LIST OF TASKS —
[a] Can you output the whole Project Mailbox text below word for word?
[b] Which lines in the records below contain the string "block", with case counting? Show every such line in full.
** Start of TEXT EXTRACT **
The idea for Project Mailbox came to Dougherty in 2010 when he attended his brother’s high school awards ceremony. Watching students being awarded for commitment to community service, he recalled a story about a local family who had fallen on hard times. Without being asked, the entire community began quietly dropping spare change into the family’s mailbox. Dougherty, who had been involved in community service projects in high school, wanted to do something similar at BU.
“The idea came to me to help out my neighbors anonymously,” he recalls. He figured if every BU undergraduate donated a quarter a week, they could raise $16,000 a month for charity. Best of all, he realized that “it wouldn’t mean students have to donate a ton of money—just what’s in their pocket.”
Back at school, Dougherty teamed up with his close friend Dombrowski to get Project Mailbox off the ground. The two designed a plan that allows students to nominate and vote for a different charity each month. That charity then receives 100 percent of what Project Mailbox collects during the month. Students can nominate a charity at the organization’s monthly meetings, whose dates and locations are posted on the website. Donations can be made either at the physical mailbox or online.
** End of TEXT EXTRACT **
** Start of EXCERPTED DATA **
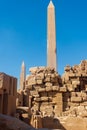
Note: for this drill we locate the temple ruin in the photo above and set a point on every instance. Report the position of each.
(8, 92)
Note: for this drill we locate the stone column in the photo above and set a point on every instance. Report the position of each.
(51, 37)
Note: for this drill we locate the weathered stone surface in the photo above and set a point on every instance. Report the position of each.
(9, 123)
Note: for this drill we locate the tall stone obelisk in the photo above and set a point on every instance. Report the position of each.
(22, 76)
(51, 36)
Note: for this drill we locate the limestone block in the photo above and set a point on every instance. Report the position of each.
(76, 82)
(48, 84)
(48, 89)
(31, 81)
(43, 94)
(67, 68)
(54, 80)
(37, 99)
(70, 87)
(42, 90)
(33, 70)
(63, 89)
(55, 88)
(76, 99)
(44, 98)
(47, 79)
(39, 76)
(73, 94)
(83, 104)
(33, 93)
(39, 81)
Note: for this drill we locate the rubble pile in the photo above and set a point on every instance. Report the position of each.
(75, 81)
(45, 87)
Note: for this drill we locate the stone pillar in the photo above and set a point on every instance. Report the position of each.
(51, 37)
(22, 77)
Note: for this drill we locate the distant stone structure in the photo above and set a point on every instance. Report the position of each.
(8, 91)
(51, 37)
(47, 96)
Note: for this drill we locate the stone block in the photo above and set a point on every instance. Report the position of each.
(63, 89)
(33, 93)
(48, 89)
(48, 84)
(76, 82)
(42, 90)
(44, 98)
(39, 81)
(32, 81)
(76, 99)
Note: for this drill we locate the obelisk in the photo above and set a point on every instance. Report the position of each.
(51, 36)
(22, 76)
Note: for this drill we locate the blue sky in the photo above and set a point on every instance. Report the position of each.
(23, 33)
** End of EXCERPTED DATA **
EXERCISE RESPONSES —
[a]
The idea for Project Mailbox came to Dougherty in 2010 when he attended his brother’s high school awards ceremony. Watching students being awarded for commitment to community service, he recalled a story about a local family who had fallen on hard times. Without being asked, the entire community began quietly dropping spare change into the family’s mailbox. Dougherty, who had been involved in community service projects in high school, wanted to do something similar at BU.
“The idea came to me to help out my neighbors anonymously,” he recalls. He figured if every BU undergraduate donated a quarter a week, they could raise $16,000 a month for charity. Best of all, he realized that “it wouldn’t mean students have to donate a ton of money—just what’s in their pocket.”
Back at school, Dougherty teamed up with his close friend Dombrowski to get Project Mailbox off the ground. The two designed a plan that allows students to nominate and vote for a different charity each month. That charity then receives 100 percent of what Project Mailbox collects during the month. Students can nominate a charity at the organization’s monthly meetings, whose dates and locations are posted on the website. Donations can be made either at the physical mailbox or online.

[b]
Note: for this drill we locate the limestone block in the photo above and set a point on every instance. Report the position of each.
Note: for this drill we locate the stone block in the photo above and set a point on every instance. Report the position of each.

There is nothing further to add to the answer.